WORK TO BE COMPLETED: Rewrite the records, substituting "grateful" for every occurrence of "thankful" and leaving everything else unchanged.

---

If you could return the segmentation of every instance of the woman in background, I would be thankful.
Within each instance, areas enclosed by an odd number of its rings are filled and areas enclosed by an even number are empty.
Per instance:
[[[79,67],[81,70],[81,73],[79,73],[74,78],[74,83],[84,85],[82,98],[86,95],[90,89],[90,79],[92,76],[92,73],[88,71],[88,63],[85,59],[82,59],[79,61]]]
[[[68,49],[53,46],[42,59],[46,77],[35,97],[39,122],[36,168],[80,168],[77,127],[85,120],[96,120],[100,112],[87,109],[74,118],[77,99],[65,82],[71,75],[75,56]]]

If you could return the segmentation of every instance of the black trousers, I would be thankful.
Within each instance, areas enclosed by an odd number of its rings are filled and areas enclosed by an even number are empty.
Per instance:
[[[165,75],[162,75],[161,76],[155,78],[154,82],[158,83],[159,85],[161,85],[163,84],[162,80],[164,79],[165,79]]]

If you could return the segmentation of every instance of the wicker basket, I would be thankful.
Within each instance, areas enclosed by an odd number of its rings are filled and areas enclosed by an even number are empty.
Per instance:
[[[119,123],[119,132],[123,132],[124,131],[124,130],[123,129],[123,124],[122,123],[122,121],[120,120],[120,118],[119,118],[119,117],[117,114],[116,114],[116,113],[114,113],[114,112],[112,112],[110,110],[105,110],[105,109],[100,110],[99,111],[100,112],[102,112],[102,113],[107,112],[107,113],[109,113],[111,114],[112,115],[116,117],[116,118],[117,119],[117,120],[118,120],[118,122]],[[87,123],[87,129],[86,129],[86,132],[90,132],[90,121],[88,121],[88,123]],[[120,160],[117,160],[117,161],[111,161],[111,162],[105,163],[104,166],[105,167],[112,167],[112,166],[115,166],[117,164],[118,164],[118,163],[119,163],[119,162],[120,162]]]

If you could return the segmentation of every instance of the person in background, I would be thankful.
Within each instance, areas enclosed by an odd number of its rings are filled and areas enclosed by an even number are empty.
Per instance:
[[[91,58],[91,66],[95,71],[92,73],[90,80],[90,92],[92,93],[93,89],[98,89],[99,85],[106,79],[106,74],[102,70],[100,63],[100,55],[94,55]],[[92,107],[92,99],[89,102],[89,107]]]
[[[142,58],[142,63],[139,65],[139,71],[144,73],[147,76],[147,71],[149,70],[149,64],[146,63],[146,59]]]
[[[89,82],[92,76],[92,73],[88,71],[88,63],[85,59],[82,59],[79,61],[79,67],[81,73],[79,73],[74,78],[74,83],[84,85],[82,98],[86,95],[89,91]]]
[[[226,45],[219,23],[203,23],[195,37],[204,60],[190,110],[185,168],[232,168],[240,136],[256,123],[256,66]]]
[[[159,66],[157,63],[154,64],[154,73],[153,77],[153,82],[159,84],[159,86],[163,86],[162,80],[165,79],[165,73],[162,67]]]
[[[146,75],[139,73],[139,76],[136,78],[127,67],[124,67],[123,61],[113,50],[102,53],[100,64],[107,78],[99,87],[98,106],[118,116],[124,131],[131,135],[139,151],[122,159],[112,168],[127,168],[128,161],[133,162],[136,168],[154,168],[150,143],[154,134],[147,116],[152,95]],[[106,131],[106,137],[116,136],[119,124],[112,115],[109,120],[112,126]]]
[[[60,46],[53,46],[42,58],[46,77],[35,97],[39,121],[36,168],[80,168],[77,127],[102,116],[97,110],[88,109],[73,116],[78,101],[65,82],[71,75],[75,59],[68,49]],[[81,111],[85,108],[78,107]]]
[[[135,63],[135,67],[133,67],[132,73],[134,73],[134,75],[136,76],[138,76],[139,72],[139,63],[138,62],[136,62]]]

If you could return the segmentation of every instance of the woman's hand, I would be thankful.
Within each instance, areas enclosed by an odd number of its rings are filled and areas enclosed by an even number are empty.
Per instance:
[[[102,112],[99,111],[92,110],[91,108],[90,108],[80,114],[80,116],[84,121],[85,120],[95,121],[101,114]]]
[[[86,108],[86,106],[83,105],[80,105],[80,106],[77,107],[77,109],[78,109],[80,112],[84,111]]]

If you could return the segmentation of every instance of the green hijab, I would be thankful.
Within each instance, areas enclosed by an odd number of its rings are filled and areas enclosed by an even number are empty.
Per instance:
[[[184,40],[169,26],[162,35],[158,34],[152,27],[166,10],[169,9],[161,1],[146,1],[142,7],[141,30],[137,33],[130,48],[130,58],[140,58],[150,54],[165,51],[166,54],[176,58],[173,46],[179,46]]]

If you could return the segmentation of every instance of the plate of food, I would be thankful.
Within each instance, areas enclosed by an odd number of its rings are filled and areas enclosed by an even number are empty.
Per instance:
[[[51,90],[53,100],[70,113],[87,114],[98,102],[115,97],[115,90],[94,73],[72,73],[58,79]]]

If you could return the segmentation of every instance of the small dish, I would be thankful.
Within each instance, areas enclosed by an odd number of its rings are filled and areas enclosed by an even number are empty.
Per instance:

---

SOLVED EXERCISE:
If you could return the segmentation of every instance of the woman in background, I would be grateful.
Within each instance, areas enclosed by an odd number of its rings are filled and areas enclosed by an even number are empty.
Per instance:
[[[79,67],[81,70],[81,73],[79,73],[74,78],[74,83],[84,85],[82,98],[86,95],[90,89],[90,79],[92,76],[92,73],[88,71],[88,63],[85,59],[82,59],[79,61]]]
[[[68,49],[53,46],[42,59],[46,77],[35,97],[39,122],[36,168],[80,168],[77,127],[85,120],[96,120],[100,112],[87,109],[74,118],[77,99],[65,82],[71,75],[75,56]]]

If you could return the segmentation of every instance of the black trousers, I would be grateful.
Within each instance, areas enclosed by an odd number of its rings are filled and areas enclosed by an even number are empty.
Per instance:
[[[165,75],[162,75],[161,76],[155,78],[154,82],[158,83],[159,85],[161,85],[163,84],[162,80],[164,79],[165,79]]]

If you could return the segmentation of every instance of the wicker basket, I would be grateful.
Within each instance, areas enclosed by an odd number of its rings are filled and areas enclosed by an even number are empty.
Per instance:
[[[119,123],[119,132],[123,132],[124,131],[124,130],[123,129],[123,124],[122,123],[122,121],[120,120],[120,118],[119,118],[119,117],[117,114],[116,114],[116,113],[114,113],[114,112],[112,112],[110,110],[105,110],[105,109],[100,110],[99,111],[100,112],[102,112],[102,113],[107,112],[107,113],[109,113],[111,114],[112,115],[116,117],[116,118],[117,119],[117,120],[118,120],[118,122]],[[87,123],[87,129],[86,129],[86,132],[90,132],[90,121],[88,121],[88,123]],[[120,160],[117,160],[117,161],[111,161],[111,162],[105,163],[104,166],[105,167],[112,167],[112,166],[115,166],[117,164],[118,164],[118,163],[119,163],[119,162],[120,162]]]

If you could return the segmentation of every instance of the person in background, I would be grateful.
Within each instance, areas enclosed by an odd number of its rings are filled and areas enclosed by an even number are empty.
Per instance:
[[[91,58],[91,66],[95,71],[92,73],[90,80],[90,92],[92,93],[93,89],[98,89],[99,85],[106,79],[106,74],[102,70],[100,63],[100,55],[94,55]],[[92,107],[92,99],[89,102],[89,107]]]
[[[142,58],[142,63],[139,65],[139,71],[144,73],[147,76],[147,71],[149,70],[149,64],[146,63],[146,59]]]
[[[89,82],[92,76],[92,73],[88,71],[88,63],[85,59],[82,59],[79,61],[79,67],[81,73],[79,73],[74,78],[74,83],[84,85],[82,98],[86,95],[89,91]]]
[[[226,45],[219,23],[203,23],[195,37],[204,60],[190,110],[185,168],[232,168],[240,136],[256,123],[256,66]]]
[[[159,66],[157,63],[154,64],[154,73],[153,77],[153,82],[159,84],[159,86],[163,86],[162,80],[165,79],[165,73],[162,67]]]
[[[146,75],[139,73],[139,76],[136,78],[127,67],[124,67],[123,61],[113,50],[102,53],[100,64],[107,78],[99,87],[98,106],[118,116],[124,131],[131,135],[139,151],[122,159],[112,168],[127,168],[128,161],[133,162],[136,168],[154,168],[150,143],[154,134],[147,116],[152,95]],[[106,131],[106,137],[116,136],[119,124],[112,115],[109,120],[112,126]]]
[[[60,46],[53,46],[42,58],[46,77],[35,97],[39,121],[36,168],[80,168],[77,127],[102,116],[97,110],[88,109],[73,116],[78,101],[65,82],[71,75],[75,59],[68,49]],[[81,111],[85,108],[78,107]]]
[[[135,63],[135,67],[133,67],[132,73],[134,73],[134,75],[136,76],[138,76],[139,72],[139,63],[138,62],[136,62]]]

If you could return the segmentation of every instance of the woman's hand, I would be grateful.
Within each instance, areas enclosed by an odd number of its rings are filled and areas enclosed by an even number are empty.
Per instance:
[[[102,112],[99,111],[92,110],[91,108],[90,108],[80,114],[80,116],[84,121],[85,120],[95,121],[101,114]]]
[[[86,108],[86,106],[83,105],[80,105],[80,106],[77,107],[77,109],[78,109],[80,112],[84,111]]]

If you could return the segmentation of every instance of the green hijab, I would be grateful.
Within each instance, areas enclosed by an odd number of its rings are filled and areas enclosed by an even number are empty.
Per instance:
[[[184,40],[169,26],[162,35],[158,34],[152,27],[166,10],[169,9],[161,1],[146,1],[142,7],[141,30],[137,33],[130,48],[130,58],[140,58],[150,54],[165,51],[166,54],[176,58],[173,46],[179,46]]]

If you could return the segmentation of every instance of the plate of food, I would be grateful.
Within each instance, areas enclosed by an odd number of its rings are filled and areas enclosed by an even number are empty.
Per instance:
[[[51,90],[53,100],[70,113],[87,114],[98,102],[115,97],[115,90],[94,73],[72,73],[58,79]]]

If you could return the segmentation of every instance of the small dish, I would be grateful.
Within each instance, areas enclosed by an odd number of its rings are filled and areas enclosed by an even number are empty.
Per instance:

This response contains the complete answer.